Assignment: Would you output the whole of the data exactly?

=====

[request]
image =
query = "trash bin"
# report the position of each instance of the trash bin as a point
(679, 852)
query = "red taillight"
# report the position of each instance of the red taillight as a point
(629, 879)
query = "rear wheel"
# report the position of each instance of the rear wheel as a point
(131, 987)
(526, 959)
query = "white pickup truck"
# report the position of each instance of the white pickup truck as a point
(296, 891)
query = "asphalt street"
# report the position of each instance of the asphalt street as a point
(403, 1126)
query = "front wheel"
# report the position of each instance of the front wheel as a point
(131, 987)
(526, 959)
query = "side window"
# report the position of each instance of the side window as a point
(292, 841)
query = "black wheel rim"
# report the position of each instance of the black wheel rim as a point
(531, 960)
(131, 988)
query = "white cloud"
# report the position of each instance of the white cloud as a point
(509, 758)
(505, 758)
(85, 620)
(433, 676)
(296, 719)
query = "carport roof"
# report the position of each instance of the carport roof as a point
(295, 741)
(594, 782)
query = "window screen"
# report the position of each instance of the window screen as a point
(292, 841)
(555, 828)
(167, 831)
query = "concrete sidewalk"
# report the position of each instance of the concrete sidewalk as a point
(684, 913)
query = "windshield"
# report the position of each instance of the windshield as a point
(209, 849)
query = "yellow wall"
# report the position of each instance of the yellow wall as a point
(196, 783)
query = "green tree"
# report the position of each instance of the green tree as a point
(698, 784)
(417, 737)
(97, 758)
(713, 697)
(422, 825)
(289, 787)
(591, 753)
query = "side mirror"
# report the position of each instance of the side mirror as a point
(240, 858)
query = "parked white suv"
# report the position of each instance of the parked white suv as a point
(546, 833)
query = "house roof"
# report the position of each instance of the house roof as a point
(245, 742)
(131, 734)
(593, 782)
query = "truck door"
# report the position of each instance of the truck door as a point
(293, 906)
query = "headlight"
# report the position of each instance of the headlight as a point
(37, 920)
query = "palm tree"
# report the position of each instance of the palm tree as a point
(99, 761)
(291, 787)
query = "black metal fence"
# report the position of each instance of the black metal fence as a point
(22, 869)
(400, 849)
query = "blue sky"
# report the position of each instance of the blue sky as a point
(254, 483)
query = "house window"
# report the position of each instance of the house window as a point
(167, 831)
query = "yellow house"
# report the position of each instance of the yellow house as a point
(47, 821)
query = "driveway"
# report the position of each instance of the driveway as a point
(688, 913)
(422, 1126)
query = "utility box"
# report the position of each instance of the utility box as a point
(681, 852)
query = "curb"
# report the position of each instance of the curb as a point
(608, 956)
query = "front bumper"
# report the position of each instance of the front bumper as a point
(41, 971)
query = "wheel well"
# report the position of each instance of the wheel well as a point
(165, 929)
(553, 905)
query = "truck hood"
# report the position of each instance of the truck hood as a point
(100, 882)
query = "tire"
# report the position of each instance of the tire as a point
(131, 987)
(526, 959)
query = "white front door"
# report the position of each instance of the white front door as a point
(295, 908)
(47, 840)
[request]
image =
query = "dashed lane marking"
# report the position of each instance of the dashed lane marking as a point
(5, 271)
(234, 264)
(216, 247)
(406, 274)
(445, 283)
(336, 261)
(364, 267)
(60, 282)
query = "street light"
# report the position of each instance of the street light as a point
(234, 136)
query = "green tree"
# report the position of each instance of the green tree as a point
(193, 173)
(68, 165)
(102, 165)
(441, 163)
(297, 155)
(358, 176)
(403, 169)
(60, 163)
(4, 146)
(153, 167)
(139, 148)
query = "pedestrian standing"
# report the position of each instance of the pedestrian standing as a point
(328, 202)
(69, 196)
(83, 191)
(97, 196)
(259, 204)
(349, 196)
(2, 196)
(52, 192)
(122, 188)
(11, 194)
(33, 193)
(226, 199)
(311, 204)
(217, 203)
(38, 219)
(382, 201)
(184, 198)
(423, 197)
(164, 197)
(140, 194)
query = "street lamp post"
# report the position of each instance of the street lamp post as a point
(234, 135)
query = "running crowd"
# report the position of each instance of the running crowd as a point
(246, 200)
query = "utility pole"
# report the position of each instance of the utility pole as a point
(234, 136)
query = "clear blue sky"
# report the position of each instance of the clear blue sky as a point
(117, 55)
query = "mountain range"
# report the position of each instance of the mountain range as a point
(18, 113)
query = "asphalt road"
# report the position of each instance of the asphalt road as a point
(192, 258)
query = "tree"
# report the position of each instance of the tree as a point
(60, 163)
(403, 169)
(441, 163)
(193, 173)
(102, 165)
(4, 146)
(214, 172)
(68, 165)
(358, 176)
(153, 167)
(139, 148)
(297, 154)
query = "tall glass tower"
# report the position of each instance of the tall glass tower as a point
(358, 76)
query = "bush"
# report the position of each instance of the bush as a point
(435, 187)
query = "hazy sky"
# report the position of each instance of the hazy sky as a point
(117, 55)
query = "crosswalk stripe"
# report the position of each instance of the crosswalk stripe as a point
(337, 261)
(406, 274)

=====

Output for this task:
[request]
image =
query = "trash bin"
# report the position of each instance of the trash bin as a point
(679, 852)
query = "red taillight"
# report the position of each instance of the red taillight as a point
(629, 879)
query = "rear wheel"
# report the position of each instance of the rear wheel as a point
(131, 987)
(526, 959)
query = "white pickup truck"
# report the position of each instance of the white pickup truck as a point
(296, 891)
query = "asphalt street"
# report the position of each instance of the asphalt street as a point
(403, 1126)
query = "front wheel"
# report the position of each instance of the front wheel as a point
(131, 987)
(526, 959)
query = "side window"
# report the position of each instance of the side window as a point
(292, 841)
query = "black wheel rim"
# report the position of each instance of the black wheel rim as a point
(531, 960)
(131, 988)
query = "white cloud"
# report the position of each instance of the white cloud as a point
(509, 758)
(505, 758)
(85, 620)
(433, 676)
(296, 719)
query = "carport roof"
# report the position of each instance of the carport roof as a point
(295, 741)
(594, 782)
query = "window screen"
# report the position of each instance of the window screen as a point
(292, 841)
(555, 828)
(167, 831)
query = "concrete sidewalk"
# report the position of each instance of the concrete sidewalk as a point
(684, 913)
query = "windshield"
# report the position of each instance of the windshield as a point
(209, 849)
query = "yellow wall"
# report the position of each instance of the yellow wall as a point
(196, 783)
query = "green tree"
# report the position of each instance of the green tree as a point
(698, 784)
(417, 737)
(97, 758)
(713, 697)
(422, 825)
(289, 787)
(591, 753)
query = "side mirror"
# report the position of each instance of the side mirror as a point
(240, 858)
query = "parked white suv"
# report the position of each instance of the parked white suv as a point
(546, 833)
query = "house roof"
# report the position of each instance of the house roof as a point
(245, 742)
(131, 734)
(593, 782)
query = "truck door"
# report the position of each instance of the truck door as a point
(293, 906)
query = "headlight"
# report the position of each instance of the headlight as a point
(37, 920)
query = "palm tree"
# report the position of each instance of the palm tree as a point
(99, 761)
(291, 787)
query = "black metal fence"
# report the position of each instance of the black metal fence as a point
(22, 869)
(400, 849)
query = "blue sky"
# report the position of each instance of the blue sky as a point
(254, 483)
query = "house window"
# report the position of each instance of the house window as a point
(167, 831)
query = "yellow house"
# report the position of each instance of the yellow house as a point
(47, 821)
query = "driveway"
# report the position of each instance of the driveway as a point
(688, 913)
(422, 1126)
query = "utility box"
# report the position of each instance of the utility box as a point
(681, 852)
query = "curb"
# report the position of each instance of the curb as a point
(608, 956)
query = "front bumper"
# report the position of each instance of the front bumper as a point
(41, 971)
query = "wheel well"
# report the position of each instance of the wheel well as a point
(165, 929)
(553, 905)
query = "truck hood"
# report the position of each instance of the truck hood as a point
(100, 882)
query = "tire"
# report the position of each instance of the tire as a point
(131, 987)
(526, 959)
query = "white front door"
# report the position of each instance of the white front door as a point
(295, 908)
(47, 840)
[request]
image =
query = "dashed lane marking"
# report the position of each instance of the dashed lane marking as a point
(5, 271)
(234, 264)
(216, 247)
(406, 274)
(445, 283)
(336, 261)
(364, 267)
(60, 282)
query = "street light"
# report the position of each instance of the street light as a point
(234, 136)
query = "green tree"
# report the position of each instance of the green tree as a point
(193, 173)
(68, 165)
(102, 165)
(441, 163)
(297, 155)
(358, 176)
(403, 169)
(60, 163)
(4, 146)
(153, 167)
(139, 148)
query = "pedestrian standing"
# report the position of each instance of the pedestrian standing as a point
(328, 202)
(69, 196)
(83, 191)
(97, 196)
(259, 204)
(349, 196)
(2, 196)
(52, 192)
(122, 188)
(11, 194)
(33, 193)
(226, 199)
(311, 204)
(217, 203)
(38, 219)
(382, 201)
(184, 198)
(423, 197)
(164, 197)
(140, 194)
query = "street lamp post"
# report the position of each instance of the street lamp post as a point
(234, 135)
query = "running crowd"
# report the position of each instance of the running crowd as a point
(246, 200)
query = "utility pole"
# report the position of each instance of the utility pole as a point
(234, 136)
query = "clear blue sky"
# report the position of each instance of the clear blue sky as a point
(117, 55)
query = "mountain range"
# report the position of each instance of the mountain range as a point
(18, 113)
query = "asphalt road"
# report the position of each instance of the asphalt road as a point
(192, 258)
query = "tree"
# report the position of each instance of the tree as a point
(60, 163)
(403, 169)
(441, 163)
(193, 173)
(102, 165)
(4, 146)
(214, 172)
(68, 165)
(358, 176)
(153, 167)
(139, 148)
(297, 154)
query = "tall glass tower"
# report the position of each instance of the tall glass tower as a point
(358, 76)
query = "bush"
# report the position of each instance of the bush as a point
(435, 187)
query = "hazy sky"
# report the position of each instance of the hazy sky as a point
(117, 55)
query = "crosswalk stripe"
# report the position of each instance of the crosswalk stripe as a point
(337, 261)
(406, 274)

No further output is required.